* [TUGAS WAJIB 1]: Menurut teks tentang kesempurnaan agama, paham apa yang dianut Imam Asy'ari sebelum ia menyusun "'Aqoid ketuhanan"?
* [TUGAS WAJIB 2]: Lanjutkan teks tentang kesempurnaan agama mulai setelah kalimat terakhirnya.

* [TEKS BACAAN]:

- - - - -

Maka dapat dipahami kesempurnaan agama adalah atas tiga kesimpulan :
yakni : Iman –Islam –Ihsan.
Tentang Iman :
Kita pelajari ilmu ushuludiin atau ilmu kalam, yakni ilmu pokok
kepercayaan dalam Agama, setelah ilmu ushuludiin berkembang menjadilah suatu
cabang ilmu yang dinamakan ilmu Kalam, didalam ilmu kalam ini dibahas mengenai
shifat-shifat Tuhan, dibicarakannya dengan alasan-alasan secara ‘aqal sehat
yang berpancar dari otaq. Maka Imam “ Asy’ari “ seorang ulama besar mengambil
kesimpulan dalam “ shifat duapuluh “, sebelum itu beliau pada mulanya berpaham
“ Mu’tazilah “, dan setelah beliau meninggalkan paham “ Mu’tazilah “ maka
beliau menyusun pula “ ‘Aqoid ketuhanan ” menentang paham Mu’tazilah tersebut,
sehingga kemudian pahamnya Imam Asy’ari ini menjadi maqom ahli sunah waljama’ah
, pelajaran shifat duapuluh itulah yang selama ini merupakan pula pelajaran
ketuhanan kita dan menjadi ‘Aqidah /
kepercayaan beragama, yang secara beraqidah atau dalam cara kita berupaya
mengenal Tuhan dengan jalan penyelidikan ‘Aqal Fikiran semata-mata, tetapi ilmu
untuk mencapai Haqeqat ketuhanan ialah ilmu yang terpancar dalam Hati, tegasnya
: ilmu adalah “ Pelita “ diatas otaq dan “ Agama “ adalah Pelita didalam Hati.
Tentang Islam :
Kita pelajari ilmu fiqiih sebagai ilmu ketho’atan, ialah suatu
cabang ‘ilmu untuk memfahamkan syare’at atau peratura-peraturan berupa perintah
atau larangan atas dasar Al Qur’an dan sunah Rasul yang merupakan sumber-sumber
hukum dalam Islam, didalamnya terdapat ketentuan-ketentuan hukum ‘Ibadat, hukum
Mu’amalah (Perdata), hukum Janayat (Pidana), hukum Rumahtangga (Nikah – Tholaq
– Ruju’), hukum Faraid, hukum wajib – Haram – Makruh – Sunah – Mubah – dan
lain-lain yang semuanya itu merupakan ‘Amalan zhohir, maka ‘Ilmu fiqih
digolongkan sebagai ‘Ilmu Zhohir.

- - - - -

* [ENTRI DAFTAR]:
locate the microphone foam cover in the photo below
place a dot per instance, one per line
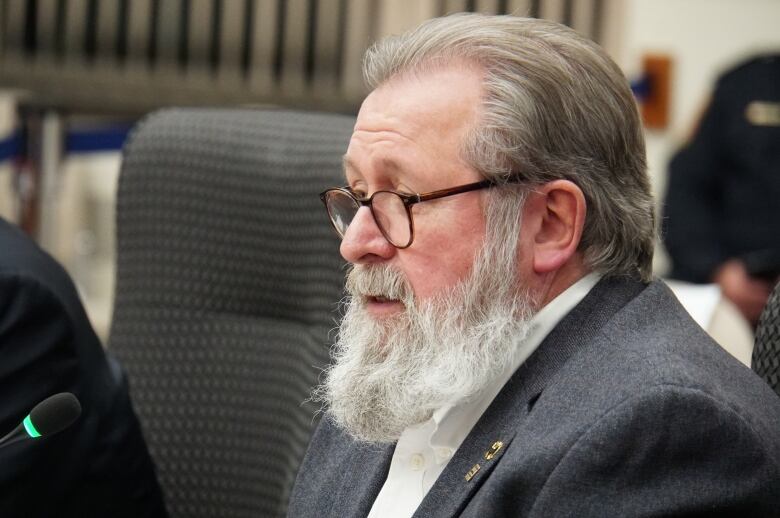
(55, 413)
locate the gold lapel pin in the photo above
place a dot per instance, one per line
(493, 450)
(473, 471)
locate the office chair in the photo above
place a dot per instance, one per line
(228, 280)
(766, 352)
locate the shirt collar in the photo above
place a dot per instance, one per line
(451, 424)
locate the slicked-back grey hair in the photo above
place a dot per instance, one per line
(555, 106)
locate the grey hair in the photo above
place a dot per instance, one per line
(554, 106)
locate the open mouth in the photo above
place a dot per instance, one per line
(380, 305)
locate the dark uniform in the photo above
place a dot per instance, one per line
(723, 198)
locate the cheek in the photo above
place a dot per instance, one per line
(443, 255)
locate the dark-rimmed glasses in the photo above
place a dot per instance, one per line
(391, 210)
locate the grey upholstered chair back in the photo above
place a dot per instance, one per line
(228, 281)
(766, 351)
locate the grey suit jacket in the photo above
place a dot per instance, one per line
(627, 408)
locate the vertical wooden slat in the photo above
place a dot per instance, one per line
(292, 78)
(199, 35)
(107, 29)
(138, 31)
(326, 47)
(358, 37)
(75, 18)
(232, 41)
(14, 25)
(261, 77)
(47, 28)
(168, 26)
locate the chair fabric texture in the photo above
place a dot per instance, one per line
(228, 283)
(766, 351)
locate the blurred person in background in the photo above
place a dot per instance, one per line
(722, 208)
(99, 467)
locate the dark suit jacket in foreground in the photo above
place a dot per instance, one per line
(99, 466)
(626, 409)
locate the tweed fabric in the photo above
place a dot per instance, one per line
(766, 351)
(228, 280)
(627, 408)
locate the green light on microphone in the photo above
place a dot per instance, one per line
(31, 431)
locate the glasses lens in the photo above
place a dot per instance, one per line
(341, 209)
(391, 216)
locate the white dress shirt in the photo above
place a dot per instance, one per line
(423, 450)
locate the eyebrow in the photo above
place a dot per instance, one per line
(388, 164)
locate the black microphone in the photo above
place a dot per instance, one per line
(52, 415)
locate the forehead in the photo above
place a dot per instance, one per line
(415, 119)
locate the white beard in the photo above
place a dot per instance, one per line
(393, 373)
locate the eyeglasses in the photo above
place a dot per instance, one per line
(391, 210)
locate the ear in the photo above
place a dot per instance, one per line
(557, 212)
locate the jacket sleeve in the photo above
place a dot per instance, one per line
(671, 451)
(38, 360)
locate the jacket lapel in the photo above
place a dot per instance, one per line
(492, 435)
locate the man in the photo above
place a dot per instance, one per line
(722, 215)
(504, 351)
(99, 466)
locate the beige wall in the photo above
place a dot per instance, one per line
(703, 37)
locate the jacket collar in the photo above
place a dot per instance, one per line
(494, 432)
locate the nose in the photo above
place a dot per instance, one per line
(363, 242)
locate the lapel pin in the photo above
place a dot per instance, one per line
(473, 471)
(493, 450)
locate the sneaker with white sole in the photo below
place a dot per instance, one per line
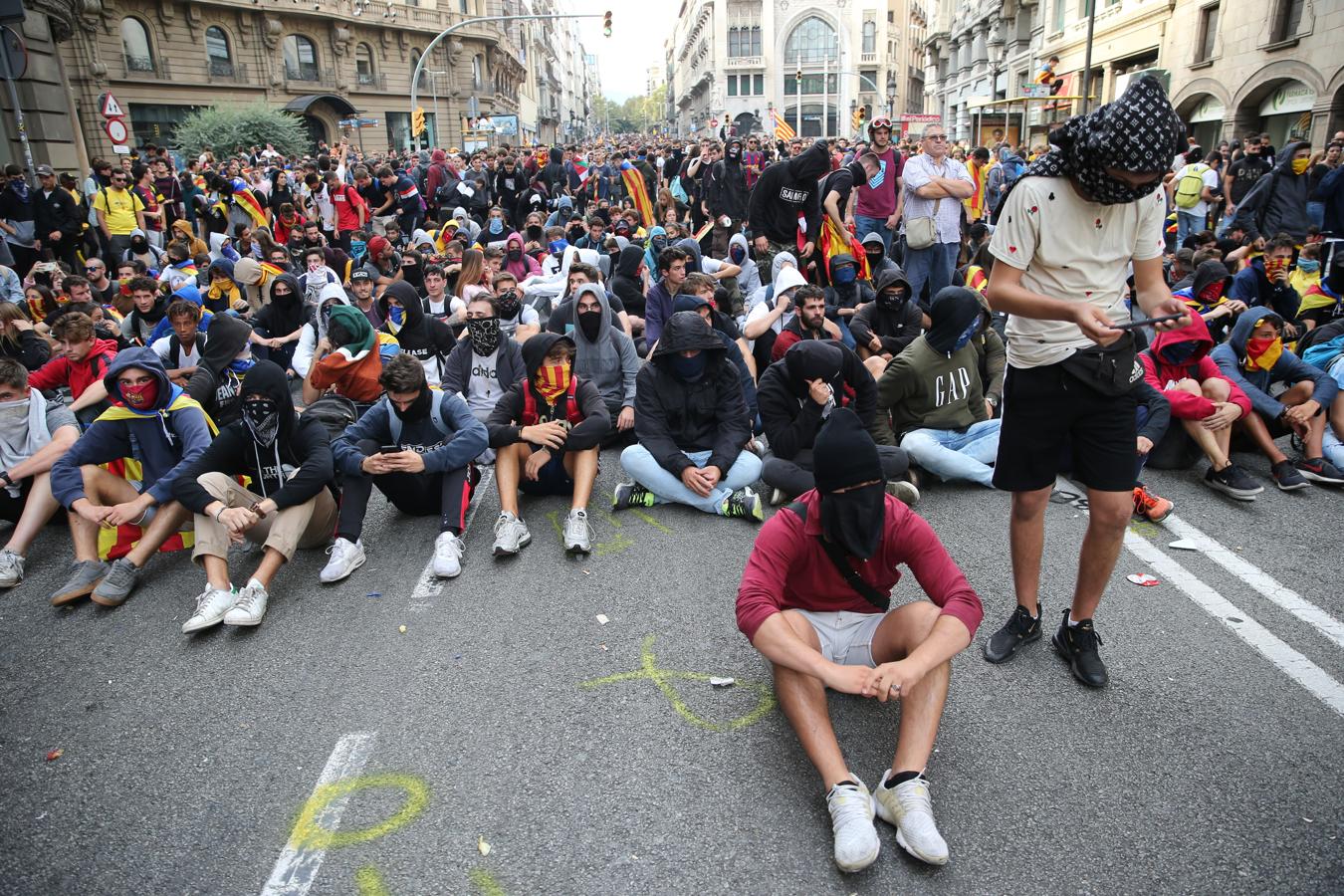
(11, 568)
(211, 606)
(511, 535)
(249, 606)
(448, 555)
(909, 807)
(578, 534)
(346, 557)
(849, 804)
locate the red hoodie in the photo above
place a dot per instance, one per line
(80, 376)
(1163, 375)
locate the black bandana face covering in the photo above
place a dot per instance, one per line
(484, 334)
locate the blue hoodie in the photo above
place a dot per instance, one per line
(165, 442)
(1289, 368)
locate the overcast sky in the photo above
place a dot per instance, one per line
(636, 42)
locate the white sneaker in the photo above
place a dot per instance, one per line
(448, 555)
(346, 557)
(851, 821)
(250, 606)
(211, 606)
(511, 535)
(11, 568)
(907, 806)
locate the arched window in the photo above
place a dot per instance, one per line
(810, 43)
(217, 51)
(364, 64)
(300, 58)
(134, 46)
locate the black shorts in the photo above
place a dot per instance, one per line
(1044, 408)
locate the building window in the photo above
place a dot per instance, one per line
(1289, 19)
(300, 58)
(364, 64)
(810, 43)
(1207, 33)
(134, 46)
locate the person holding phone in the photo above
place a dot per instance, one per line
(1066, 233)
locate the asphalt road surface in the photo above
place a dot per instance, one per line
(510, 742)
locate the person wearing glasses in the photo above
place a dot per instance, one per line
(934, 185)
(119, 212)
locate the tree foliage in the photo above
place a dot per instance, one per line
(235, 126)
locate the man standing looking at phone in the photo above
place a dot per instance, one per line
(1070, 369)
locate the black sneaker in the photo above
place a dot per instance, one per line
(1286, 477)
(1233, 481)
(1020, 629)
(1077, 645)
(1317, 469)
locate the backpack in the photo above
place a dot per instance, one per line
(1191, 185)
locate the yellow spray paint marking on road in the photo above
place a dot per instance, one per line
(308, 833)
(649, 669)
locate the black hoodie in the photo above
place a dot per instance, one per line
(787, 189)
(291, 470)
(506, 421)
(709, 414)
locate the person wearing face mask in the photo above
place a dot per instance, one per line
(168, 430)
(814, 600)
(1067, 231)
(33, 434)
(289, 504)
(691, 422)
(1254, 358)
(930, 399)
(605, 356)
(415, 445)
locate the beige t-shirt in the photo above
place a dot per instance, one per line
(1072, 250)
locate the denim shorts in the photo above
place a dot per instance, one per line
(845, 637)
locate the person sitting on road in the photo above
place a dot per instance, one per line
(692, 426)
(546, 433)
(1205, 400)
(415, 445)
(814, 600)
(165, 430)
(798, 392)
(1254, 358)
(289, 503)
(930, 398)
(33, 434)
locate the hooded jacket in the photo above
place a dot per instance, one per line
(506, 421)
(1277, 203)
(1289, 368)
(1163, 373)
(609, 361)
(165, 439)
(932, 384)
(789, 415)
(289, 472)
(787, 189)
(425, 338)
(895, 327)
(710, 414)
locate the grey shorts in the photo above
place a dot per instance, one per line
(845, 637)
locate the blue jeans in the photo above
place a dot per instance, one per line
(863, 226)
(669, 489)
(930, 265)
(956, 456)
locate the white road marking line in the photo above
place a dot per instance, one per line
(429, 584)
(298, 866)
(1292, 662)
(1260, 580)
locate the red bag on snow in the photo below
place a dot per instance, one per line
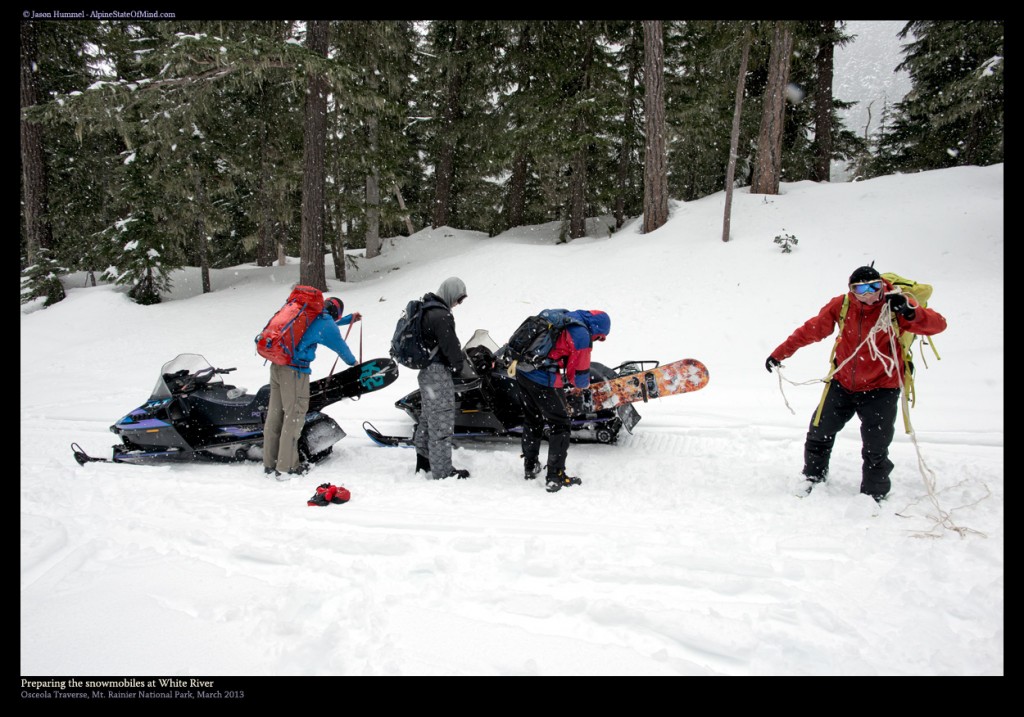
(282, 334)
(329, 493)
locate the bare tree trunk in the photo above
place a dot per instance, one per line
(338, 254)
(823, 101)
(655, 193)
(314, 137)
(768, 163)
(201, 243)
(623, 171)
(578, 178)
(264, 227)
(404, 214)
(34, 185)
(730, 172)
(444, 167)
(517, 191)
(373, 236)
(372, 239)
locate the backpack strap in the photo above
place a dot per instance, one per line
(832, 360)
(909, 396)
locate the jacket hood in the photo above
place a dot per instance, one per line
(452, 291)
(597, 323)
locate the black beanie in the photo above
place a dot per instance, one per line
(864, 273)
(335, 307)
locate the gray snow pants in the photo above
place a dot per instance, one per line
(285, 417)
(433, 432)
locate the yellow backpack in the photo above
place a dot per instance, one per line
(921, 293)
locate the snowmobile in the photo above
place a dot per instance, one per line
(193, 415)
(488, 402)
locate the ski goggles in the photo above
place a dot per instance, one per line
(866, 288)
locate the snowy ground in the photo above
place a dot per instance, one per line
(682, 553)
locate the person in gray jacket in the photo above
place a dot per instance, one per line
(433, 432)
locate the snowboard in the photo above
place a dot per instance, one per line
(683, 376)
(354, 381)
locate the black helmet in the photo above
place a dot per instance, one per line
(864, 273)
(335, 307)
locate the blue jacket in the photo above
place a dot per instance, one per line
(571, 351)
(322, 331)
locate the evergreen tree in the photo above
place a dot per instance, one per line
(953, 114)
(42, 279)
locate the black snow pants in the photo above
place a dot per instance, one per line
(543, 405)
(877, 410)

- - - - -

* [JAWABAN TERTULIS 1]: Paham Mu'tazilah.

* [JAWABAN TERTULIS 2]:
Tentang
ihsan :
Yaitu kunci daripada semuanya kita pelajari ‘Ilmu tashauf sebagai ‘Ilmu
Bathin, maka golongan tashauf dengan ‘ilmu ……. .bermusyahadah atau
menyaksikan tuhan, tidak dengan jalan penyelidikan ‘Aqal Fikiran tetapi dengan
jalan merasakan atau menyaksikan mata dan sir rahasia hati, bagi mereka
pengetahuan tentang tuhan dan ‘Alam wujud ini adalah suatu pengetahuan atau
Ilham yang dilimpah karuniakan oleh Allah ‘Aza wajala kedalam jiwa kita sebagai
rahmat Allah ta’ala dikala dan manakala manusia terlepas dari godaan hawa nafsu
dan memusatkan ingatan semata-mata kepada “ Dzat “ – terangkanlah tabir rahasia
dengan karunia rahmat Allah – Dzat yang wajib wujud – terangkan;ah tabir
rahasia malakut dan tetkala itu jelaslah Haqeqat ketuhanan yang selama ini terrahasia dengan idzin Allah , tetkala itu
‘Aqal pikliran tiada berjalan lagi melainkan tiba-tiba derajat yang paling
tinggi : jauh di atas ukuran kata-kata.
Maka batas pengertian ‘ilmu filsafat ( ‘ilmu kalam ) dengan ‘ilmu
tashauf kiranya dapat dipahamkan dari suatu kisah pertemuan antara Abu ‘Ali
Ibnu Sina, seorang tokoh filsafat ( ‘ilmu kalam ) disatu pihak, dengan Abu
Sa’id seorang tokoh ‘ilmu tashaauf dilain pihak, lalu setelah mereka satu
dengan lain sudah berpisah, adalah orang yang bertanya kepada Ibnu Sinaa :
bagaimana kesan tuan tentang Abu Sa’id ?
jawabnya : saya ketahui apa yang Abu Sa’id saksikan / rasakan. – setelah itu
pergi bertanya pula orang itu kepada Abu Sa’id : bagaimana kesan tuan tentang
ibnu Sinaa ? jawabnya : saya merasakan apa yang ibnu Sina ketahui.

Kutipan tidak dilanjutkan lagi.